#### Try it:
The expected output is the data itself, duplicated in full.

#### Records drawn from a dataset:
────────────────

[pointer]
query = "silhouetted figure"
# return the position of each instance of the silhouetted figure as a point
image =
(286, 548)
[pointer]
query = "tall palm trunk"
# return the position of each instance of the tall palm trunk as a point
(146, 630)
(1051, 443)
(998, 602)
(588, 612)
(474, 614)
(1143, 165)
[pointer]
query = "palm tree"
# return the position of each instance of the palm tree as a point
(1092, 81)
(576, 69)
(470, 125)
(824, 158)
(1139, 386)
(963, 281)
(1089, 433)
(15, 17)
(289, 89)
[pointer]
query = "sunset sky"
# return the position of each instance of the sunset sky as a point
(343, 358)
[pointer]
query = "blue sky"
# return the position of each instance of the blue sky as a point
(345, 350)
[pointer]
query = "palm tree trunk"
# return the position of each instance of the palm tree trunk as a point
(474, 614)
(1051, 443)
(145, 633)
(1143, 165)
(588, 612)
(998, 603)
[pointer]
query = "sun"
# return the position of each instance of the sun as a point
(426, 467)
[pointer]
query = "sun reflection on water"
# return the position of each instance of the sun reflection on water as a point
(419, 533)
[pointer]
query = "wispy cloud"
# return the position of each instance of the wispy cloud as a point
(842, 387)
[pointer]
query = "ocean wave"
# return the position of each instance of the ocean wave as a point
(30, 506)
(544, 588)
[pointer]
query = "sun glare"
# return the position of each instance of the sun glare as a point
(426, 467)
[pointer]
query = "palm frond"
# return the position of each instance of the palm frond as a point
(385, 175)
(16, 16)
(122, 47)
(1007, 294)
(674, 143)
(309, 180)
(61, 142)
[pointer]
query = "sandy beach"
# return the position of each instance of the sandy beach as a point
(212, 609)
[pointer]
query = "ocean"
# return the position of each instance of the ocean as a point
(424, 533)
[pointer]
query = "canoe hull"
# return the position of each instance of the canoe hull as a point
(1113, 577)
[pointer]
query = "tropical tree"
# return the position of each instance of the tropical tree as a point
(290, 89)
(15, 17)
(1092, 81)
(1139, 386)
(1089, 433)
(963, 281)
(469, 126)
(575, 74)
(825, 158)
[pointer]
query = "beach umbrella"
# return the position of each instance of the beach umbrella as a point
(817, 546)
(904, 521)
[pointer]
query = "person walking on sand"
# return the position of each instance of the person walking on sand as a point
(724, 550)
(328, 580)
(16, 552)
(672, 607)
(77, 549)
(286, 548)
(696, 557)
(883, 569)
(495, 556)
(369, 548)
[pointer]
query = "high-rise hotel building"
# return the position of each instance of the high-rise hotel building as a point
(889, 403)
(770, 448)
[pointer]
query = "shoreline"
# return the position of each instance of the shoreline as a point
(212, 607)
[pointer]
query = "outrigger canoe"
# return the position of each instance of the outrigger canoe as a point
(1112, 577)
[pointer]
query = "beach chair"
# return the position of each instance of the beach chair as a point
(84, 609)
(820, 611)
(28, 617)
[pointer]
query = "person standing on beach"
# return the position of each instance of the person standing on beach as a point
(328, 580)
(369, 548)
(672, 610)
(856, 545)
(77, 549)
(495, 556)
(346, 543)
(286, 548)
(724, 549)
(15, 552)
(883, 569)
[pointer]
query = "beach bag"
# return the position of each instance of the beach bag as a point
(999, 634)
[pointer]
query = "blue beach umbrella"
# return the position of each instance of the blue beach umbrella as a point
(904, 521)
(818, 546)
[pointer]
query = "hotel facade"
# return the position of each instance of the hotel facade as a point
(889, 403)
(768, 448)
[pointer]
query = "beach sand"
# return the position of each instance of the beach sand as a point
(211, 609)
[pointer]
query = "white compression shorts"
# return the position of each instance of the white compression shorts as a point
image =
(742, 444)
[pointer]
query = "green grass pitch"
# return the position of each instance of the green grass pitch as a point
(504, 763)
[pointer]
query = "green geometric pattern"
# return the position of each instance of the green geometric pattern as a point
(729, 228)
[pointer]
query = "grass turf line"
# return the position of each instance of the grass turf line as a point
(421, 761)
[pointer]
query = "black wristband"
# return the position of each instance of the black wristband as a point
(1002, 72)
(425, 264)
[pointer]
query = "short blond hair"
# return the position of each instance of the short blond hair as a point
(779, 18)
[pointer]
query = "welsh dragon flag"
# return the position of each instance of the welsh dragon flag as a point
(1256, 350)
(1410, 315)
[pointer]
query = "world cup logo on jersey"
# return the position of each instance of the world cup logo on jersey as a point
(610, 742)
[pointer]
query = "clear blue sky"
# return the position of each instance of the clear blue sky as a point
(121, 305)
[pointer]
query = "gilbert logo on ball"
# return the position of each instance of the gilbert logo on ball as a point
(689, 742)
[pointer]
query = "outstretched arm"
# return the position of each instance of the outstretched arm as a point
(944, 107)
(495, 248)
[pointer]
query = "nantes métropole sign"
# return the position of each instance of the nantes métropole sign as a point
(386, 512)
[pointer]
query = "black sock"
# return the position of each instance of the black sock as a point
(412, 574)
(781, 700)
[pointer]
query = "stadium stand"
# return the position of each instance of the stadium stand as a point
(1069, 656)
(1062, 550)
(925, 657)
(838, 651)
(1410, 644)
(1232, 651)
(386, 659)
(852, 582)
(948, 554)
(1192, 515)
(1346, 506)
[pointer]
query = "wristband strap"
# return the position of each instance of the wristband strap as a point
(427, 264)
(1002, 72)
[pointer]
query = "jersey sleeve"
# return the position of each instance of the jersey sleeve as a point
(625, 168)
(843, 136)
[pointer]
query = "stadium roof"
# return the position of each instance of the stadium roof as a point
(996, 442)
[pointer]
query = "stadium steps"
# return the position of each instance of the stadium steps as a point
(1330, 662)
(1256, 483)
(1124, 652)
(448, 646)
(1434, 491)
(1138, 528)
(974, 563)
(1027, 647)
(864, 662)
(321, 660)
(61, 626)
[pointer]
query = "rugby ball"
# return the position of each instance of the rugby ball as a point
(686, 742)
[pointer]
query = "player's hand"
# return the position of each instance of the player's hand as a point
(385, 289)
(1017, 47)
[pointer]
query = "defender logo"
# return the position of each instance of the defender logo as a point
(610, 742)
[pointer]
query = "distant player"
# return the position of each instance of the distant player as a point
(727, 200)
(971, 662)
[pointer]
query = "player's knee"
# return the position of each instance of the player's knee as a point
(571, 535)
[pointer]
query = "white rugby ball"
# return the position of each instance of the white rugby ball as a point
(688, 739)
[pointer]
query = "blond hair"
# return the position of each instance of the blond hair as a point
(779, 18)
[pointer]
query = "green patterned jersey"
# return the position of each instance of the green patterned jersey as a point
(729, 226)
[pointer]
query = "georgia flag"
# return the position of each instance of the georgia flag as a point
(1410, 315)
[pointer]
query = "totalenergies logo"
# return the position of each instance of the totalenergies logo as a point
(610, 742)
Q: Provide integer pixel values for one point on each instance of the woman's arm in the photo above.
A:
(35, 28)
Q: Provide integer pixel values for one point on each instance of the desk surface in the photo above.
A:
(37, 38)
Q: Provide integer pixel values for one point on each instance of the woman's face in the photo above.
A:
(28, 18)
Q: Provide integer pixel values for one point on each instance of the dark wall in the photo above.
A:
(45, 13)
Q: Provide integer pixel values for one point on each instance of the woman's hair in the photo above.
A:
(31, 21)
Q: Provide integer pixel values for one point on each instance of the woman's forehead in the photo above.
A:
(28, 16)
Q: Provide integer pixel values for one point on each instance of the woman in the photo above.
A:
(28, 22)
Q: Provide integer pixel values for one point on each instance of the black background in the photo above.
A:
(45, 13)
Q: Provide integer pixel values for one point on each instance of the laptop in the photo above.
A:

────────────────

#### Response for this exercise:
[pointer]
query = "silhouetted figure"
# return the position of each instance of the silhouetted figure as a point
image =
(286, 548)
[pointer]
query = "tall palm trunk"
# return the position of each instance of the tall palm trunk as a point
(146, 630)
(1051, 443)
(998, 602)
(588, 612)
(474, 614)
(1143, 165)
[pointer]
query = "palm tree"
# return the position of each instance of the palm tree as a point
(1092, 81)
(576, 69)
(470, 125)
(824, 158)
(1139, 386)
(963, 281)
(1089, 433)
(15, 17)
(289, 89)
[pointer]
query = "sunset sky"
# return the position of each instance of the sunset sky as a point
(343, 358)
[pointer]
query = "blue sky"
# return the position of each instance of the blue sky as a point
(345, 350)
[pointer]
query = "palm tree trunk"
# return the position of each instance of the palm tree trunk as a point
(474, 614)
(1051, 443)
(145, 633)
(1143, 165)
(588, 612)
(998, 603)
[pointer]
query = "sun"
# return the position of each instance of the sun as a point
(426, 467)
[pointer]
query = "sun reflection on water"
# return the position of each instance of the sun reflection on water as a point
(419, 533)
[pointer]
query = "wispy cloud"
# return the position of each instance of the wispy cloud as a point
(842, 387)
[pointer]
query = "ocean wave"
# return the position of each instance of the ocean wave as a point
(30, 506)
(544, 588)
[pointer]
query = "sun glare"
# return the position of each instance of the sun glare as a point
(426, 467)
[pointer]
query = "palm frond"
# return the position of each instance of the palm frond as a point
(385, 175)
(16, 16)
(122, 47)
(1007, 294)
(674, 143)
(309, 180)
(61, 142)
[pointer]
query = "sandy beach"
# return the position of each instance of the sandy beach as a point
(212, 609)
[pointer]
query = "ocean"
# return the position of each instance of the ocean as a point
(424, 533)
[pointer]
query = "canoe hull"
# return the position of each instance of the canoe hull as a point
(1113, 577)
[pointer]
query = "tropical tree"
# return the position of each instance of the tropical tree as a point
(290, 89)
(15, 17)
(1092, 81)
(1139, 386)
(1089, 433)
(963, 281)
(469, 126)
(575, 74)
(825, 158)
[pointer]
query = "beach umbrella"
# return the position of each instance of the beach umbrella as a point
(817, 546)
(904, 521)
[pointer]
query = "person walking on sand"
# return the position of each instance of the person walking on sand as a point
(724, 550)
(328, 580)
(16, 552)
(672, 607)
(77, 549)
(286, 548)
(696, 557)
(883, 569)
(495, 556)
(369, 548)
[pointer]
query = "high-rise hotel building"
# return the position of each instance of the high-rise hotel building as a point
(889, 403)
(770, 448)
[pointer]
query = "shoreline"
# return the position of each instance of the shoreline as a point
(212, 607)
[pointer]
query = "outrigger canoe"
# return the position of each instance of the outrigger canoe as a point
(1112, 577)
[pointer]
query = "beach chair"
# return the position of each instance of the beach chair as a point
(84, 609)
(820, 611)
(28, 617)
[pointer]
query = "person standing on beach"
# return the position of each instance of the person standing on beach as a point
(328, 580)
(369, 548)
(672, 610)
(856, 545)
(77, 549)
(495, 556)
(346, 543)
(286, 548)
(724, 549)
(15, 552)
(883, 569)
[pointer]
query = "beach bag"
# return the position of each instance of the beach bag as a point
(999, 634)
[pointer]
query = "blue beach umbrella"
# return the position of each instance of the blue beach umbrella as a point
(904, 521)
(818, 546)
[pointer]
query = "hotel facade"
# return the position of each instance of the hotel facade as a point
(889, 403)
(768, 448)
[pointer]
query = "beach sand"
# return the position of each instance of the beach sand as a point
(211, 609)
[pointer]
query = "white compression shorts"
# return the position of each instance of the white compression shorts as a point
image =
(742, 444)
[pointer]
query = "green grass pitch"
# return the position of each instance of the green grass pitch as a point
(504, 763)
[pointer]
query = "green geometric pattern"
# return the position of each instance of the green geometric pattern as a point
(729, 228)
[pointer]
query = "grass turf line"
# return the position of each instance of the grass turf line as a point
(421, 761)
[pointer]
query = "black wristband"
# return the position of each instance of the black wristband as a point
(1002, 72)
(425, 264)
[pointer]
query = "short blond hair"
# return the position of each instance of the short blond hair as a point
(779, 18)
[pointer]
query = "welsh dragon flag"
# return the position of each instance of the welsh dragon flag as a point
(1256, 350)
(1410, 315)
[pointer]
query = "world cup logo on jersey"
# return the position of each instance of the world cup logo on jersey as a point
(610, 742)
[pointer]
query = "clear blue sky"
# return the position of each instance of the clear blue sky as a point
(121, 305)
[pointer]
query = "gilbert logo on ball"
# return the position of each instance of the gilbert logo on ball as a point
(689, 742)
[pointer]
query = "outstretched arm"
# return the position of each instance of the outstretched arm as a point
(944, 107)
(495, 248)
[pointer]
query = "nantes métropole sign"
# return the position of each instance of the nantes métropole sign as a point
(386, 512)
[pointer]
query = "black sock"
# return the position of each instance of the black sock as a point
(412, 574)
(781, 700)
[pointer]
query = "stadium stand"
# return the position of each instance of the stadium stand as a point
(1069, 656)
(1062, 550)
(925, 657)
(838, 651)
(1410, 644)
(1232, 651)
(386, 659)
(852, 582)
(948, 554)
(1192, 515)
(1346, 506)
[pointer]
query = "wristband strap"
# return the position of each instance of the wristband strap as a point
(427, 264)
(1002, 72)
[pointer]
query = "jersey sleeve"
# return the position of each instance of the jersey sleeve as a point
(625, 168)
(843, 136)
[pointer]
query = "stadium roof"
# return the position of each instance of the stadium roof as a point
(996, 442)
[pointer]
query = "stadium steps"
# return the position of each instance of the stadium steps as a point
(1330, 662)
(1256, 483)
(1124, 652)
(448, 646)
(1434, 491)
(1138, 528)
(974, 563)
(1027, 647)
(864, 662)
(321, 660)
(61, 626)
[pointer]
query = "rugby ball"
# return the position of each instance of the rugby ball as a point
(686, 742)
[pointer]
query = "player's hand"
# return the position of each instance of the player's hand as a point
(385, 289)
(1017, 47)
[pointer]
query = "defender logo"
# return the position of each instance of the defender logo as a point
(610, 742)
[pointer]
query = "distant player"
# return the position of each instance of the distant player as a point
(727, 200)
(971, 662)
[pointer]
query = "player's knee"
# return the position of each instance of the player's knee as a point
(571, 535)
[pointer]
query = "white rugby ball"
# return the position of each instance of the white rugby ball as a point
(688, 739)
[pointer]
query = "blond hair"
# return the position of each instance of the blond hair as a point
(779, 18)
[pointer]
query = "green patterned jersey"
# return the position of each instance of the green patterned jersey as a point
(729, 226)
[pointer]
query = "georgia flag"
# return the position of each instance of the georgia flag as a point
(1410, 315)
[pointer]
query = "totalenergies logo"
# return the position of each instance of the totalenergies logo as a point
(610, 742)
Q: Provide integer pixel values for one point on each instance of the woman's arm in the photo above.
A:
(35, 28)
Q: Provide integer pixel values for one point on each instance of the desk surface in the photo above.
A:
(37, 38)
Q: Provide integer pixel values for one point on each instance of the woman's face in the photo above.
A:
(28, 18)
Q: Provide integer pixel values for one point on each instance of the dark wall in the photo above.
A:
(45, 13)
Q: Provide integer pixel values for one point on each instance of the woman's hair in the photo above.
A:
(31, 21)
Q: Provide integer pixel values for one point on each instance of the woman's forehead in the photo above.
A:
(28, 16)
Q: Provide integer pixel values for one point on each instance of the woman in the photo above.
A:
(28, 22)
Q: Provide integer pixel values for one point on each instance of the black background in the photo above.
A:
(45, 13)
Q: Provide integer pixel values for one point on each instance of the laptop in the photo above.
A:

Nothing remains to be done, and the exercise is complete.